* Task input
-*-*-

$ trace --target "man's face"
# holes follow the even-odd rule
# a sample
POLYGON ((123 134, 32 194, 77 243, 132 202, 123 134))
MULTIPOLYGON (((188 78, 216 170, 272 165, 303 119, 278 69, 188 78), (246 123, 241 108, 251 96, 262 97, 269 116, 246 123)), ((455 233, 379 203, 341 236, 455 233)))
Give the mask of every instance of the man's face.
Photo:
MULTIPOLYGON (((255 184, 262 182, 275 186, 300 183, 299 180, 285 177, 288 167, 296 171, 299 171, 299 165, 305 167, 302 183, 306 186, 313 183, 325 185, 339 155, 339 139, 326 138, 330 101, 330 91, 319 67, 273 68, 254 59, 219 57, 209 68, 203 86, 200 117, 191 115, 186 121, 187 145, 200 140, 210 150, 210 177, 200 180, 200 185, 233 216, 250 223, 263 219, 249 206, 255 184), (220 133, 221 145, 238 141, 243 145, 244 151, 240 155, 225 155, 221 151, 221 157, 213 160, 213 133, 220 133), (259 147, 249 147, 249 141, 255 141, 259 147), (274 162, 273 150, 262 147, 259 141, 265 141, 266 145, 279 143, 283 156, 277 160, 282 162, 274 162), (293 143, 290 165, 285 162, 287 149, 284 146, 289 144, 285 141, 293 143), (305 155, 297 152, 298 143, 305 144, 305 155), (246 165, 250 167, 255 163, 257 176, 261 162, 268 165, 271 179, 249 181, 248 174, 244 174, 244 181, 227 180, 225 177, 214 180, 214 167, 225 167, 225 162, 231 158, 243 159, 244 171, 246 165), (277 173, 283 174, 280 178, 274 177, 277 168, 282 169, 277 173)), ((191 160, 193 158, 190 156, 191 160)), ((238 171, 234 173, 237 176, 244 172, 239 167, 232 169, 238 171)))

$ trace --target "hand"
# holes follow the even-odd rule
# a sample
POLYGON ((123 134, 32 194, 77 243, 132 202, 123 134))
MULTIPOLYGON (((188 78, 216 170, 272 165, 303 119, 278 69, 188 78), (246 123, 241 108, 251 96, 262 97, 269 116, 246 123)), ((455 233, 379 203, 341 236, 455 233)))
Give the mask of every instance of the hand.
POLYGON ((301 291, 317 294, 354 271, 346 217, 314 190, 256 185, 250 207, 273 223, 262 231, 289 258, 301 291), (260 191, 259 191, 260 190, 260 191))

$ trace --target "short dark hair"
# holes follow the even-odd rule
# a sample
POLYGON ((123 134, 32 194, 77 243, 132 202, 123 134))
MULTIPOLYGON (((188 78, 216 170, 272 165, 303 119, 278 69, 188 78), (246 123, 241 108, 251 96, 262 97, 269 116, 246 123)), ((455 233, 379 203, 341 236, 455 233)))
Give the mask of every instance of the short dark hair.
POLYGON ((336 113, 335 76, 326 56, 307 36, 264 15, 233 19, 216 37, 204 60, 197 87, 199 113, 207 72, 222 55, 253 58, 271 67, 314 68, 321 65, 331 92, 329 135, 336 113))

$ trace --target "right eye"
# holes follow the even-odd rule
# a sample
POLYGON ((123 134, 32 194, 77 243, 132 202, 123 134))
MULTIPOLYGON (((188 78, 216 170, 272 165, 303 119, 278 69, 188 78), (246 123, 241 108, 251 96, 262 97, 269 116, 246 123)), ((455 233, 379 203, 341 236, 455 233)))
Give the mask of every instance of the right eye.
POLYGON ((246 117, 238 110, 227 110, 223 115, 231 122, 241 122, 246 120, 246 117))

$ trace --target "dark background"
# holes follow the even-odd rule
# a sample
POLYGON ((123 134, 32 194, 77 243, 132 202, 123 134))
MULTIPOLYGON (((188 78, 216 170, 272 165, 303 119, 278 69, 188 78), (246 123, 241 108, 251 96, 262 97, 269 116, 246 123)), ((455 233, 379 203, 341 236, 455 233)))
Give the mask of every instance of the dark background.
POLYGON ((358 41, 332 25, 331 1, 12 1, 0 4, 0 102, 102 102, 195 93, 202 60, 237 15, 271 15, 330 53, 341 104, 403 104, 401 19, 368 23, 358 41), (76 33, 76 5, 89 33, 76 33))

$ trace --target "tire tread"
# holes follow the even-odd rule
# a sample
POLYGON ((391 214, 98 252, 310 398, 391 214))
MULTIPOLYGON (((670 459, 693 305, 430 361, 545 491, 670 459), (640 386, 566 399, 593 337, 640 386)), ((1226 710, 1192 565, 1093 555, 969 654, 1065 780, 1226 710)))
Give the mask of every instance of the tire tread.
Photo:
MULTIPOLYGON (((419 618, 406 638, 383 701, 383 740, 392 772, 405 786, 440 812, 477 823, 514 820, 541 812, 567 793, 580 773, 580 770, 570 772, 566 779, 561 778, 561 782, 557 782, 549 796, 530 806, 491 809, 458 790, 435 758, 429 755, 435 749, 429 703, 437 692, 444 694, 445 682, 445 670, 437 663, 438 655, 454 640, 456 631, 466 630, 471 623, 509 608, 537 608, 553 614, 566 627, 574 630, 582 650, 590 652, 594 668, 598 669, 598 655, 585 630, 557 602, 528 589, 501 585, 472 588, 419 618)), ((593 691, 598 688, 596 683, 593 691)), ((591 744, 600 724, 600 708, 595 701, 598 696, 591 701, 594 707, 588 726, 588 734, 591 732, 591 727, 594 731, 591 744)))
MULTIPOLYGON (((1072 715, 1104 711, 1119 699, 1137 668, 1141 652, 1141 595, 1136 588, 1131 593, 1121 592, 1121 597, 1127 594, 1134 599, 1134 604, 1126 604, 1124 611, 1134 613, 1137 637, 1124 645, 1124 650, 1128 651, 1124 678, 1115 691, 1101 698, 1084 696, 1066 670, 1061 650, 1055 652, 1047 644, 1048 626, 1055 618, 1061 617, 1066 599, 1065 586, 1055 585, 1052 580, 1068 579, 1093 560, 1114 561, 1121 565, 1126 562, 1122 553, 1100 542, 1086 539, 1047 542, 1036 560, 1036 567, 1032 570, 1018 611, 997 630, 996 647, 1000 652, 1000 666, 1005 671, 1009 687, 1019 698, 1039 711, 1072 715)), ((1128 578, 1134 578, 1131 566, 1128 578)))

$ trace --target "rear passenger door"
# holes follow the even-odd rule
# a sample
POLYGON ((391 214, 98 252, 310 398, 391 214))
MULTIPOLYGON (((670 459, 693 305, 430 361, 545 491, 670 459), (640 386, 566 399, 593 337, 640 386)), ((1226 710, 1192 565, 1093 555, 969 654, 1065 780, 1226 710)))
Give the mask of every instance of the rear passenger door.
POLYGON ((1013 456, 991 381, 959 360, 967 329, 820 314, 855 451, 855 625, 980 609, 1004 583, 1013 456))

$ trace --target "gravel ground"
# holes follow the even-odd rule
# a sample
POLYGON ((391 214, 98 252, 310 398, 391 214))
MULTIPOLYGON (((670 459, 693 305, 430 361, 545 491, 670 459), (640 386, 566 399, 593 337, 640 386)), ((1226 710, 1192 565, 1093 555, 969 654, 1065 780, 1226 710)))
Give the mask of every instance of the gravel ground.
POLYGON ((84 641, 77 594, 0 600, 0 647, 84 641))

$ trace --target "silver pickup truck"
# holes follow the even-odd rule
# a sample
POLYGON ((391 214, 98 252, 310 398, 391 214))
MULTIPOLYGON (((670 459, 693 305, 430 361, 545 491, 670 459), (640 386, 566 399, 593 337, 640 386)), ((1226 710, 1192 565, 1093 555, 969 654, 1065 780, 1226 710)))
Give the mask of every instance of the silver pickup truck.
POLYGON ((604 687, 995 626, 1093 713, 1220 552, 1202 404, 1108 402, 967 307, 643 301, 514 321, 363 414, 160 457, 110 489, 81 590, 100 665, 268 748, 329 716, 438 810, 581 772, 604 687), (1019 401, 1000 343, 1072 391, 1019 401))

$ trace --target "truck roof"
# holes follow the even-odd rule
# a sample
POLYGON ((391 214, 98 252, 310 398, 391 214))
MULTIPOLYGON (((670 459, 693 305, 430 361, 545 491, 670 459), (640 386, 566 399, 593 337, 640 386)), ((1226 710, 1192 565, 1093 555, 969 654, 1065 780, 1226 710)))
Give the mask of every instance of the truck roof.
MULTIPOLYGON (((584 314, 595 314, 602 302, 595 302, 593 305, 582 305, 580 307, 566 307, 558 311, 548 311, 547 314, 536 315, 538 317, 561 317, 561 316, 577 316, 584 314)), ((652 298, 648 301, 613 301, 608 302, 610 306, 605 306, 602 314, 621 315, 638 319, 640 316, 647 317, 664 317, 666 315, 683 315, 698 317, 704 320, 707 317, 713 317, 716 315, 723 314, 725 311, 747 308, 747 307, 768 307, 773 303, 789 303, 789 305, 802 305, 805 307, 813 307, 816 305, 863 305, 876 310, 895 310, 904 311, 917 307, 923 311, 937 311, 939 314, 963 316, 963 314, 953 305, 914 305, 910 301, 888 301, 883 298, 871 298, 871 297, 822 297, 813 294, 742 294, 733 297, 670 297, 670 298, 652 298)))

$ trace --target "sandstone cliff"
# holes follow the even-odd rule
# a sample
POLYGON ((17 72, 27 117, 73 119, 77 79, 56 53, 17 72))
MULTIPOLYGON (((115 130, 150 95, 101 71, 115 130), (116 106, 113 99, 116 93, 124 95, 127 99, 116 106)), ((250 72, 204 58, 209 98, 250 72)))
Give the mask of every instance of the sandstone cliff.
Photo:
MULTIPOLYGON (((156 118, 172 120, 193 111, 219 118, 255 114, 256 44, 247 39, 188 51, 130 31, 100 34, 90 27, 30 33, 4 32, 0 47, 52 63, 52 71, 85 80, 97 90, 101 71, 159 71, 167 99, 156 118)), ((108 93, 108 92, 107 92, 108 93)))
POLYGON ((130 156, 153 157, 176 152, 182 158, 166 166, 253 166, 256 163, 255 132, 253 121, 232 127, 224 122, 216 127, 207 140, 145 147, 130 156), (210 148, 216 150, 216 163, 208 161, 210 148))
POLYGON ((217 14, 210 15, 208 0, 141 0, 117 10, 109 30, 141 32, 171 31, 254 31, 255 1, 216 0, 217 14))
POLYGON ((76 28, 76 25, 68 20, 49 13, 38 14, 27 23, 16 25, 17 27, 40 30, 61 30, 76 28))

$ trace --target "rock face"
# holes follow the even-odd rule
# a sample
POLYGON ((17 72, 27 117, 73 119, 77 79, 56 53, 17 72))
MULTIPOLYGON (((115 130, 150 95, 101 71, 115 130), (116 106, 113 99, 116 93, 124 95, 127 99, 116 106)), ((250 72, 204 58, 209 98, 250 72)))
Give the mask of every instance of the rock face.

-*-*-

* The request
Pick out every line of the material that contains the string "silver", matching case exactly.

* Solution to the exercise
$ trace --target "silver pickup truck"
Give the mask of every instance of the silver pickup truck.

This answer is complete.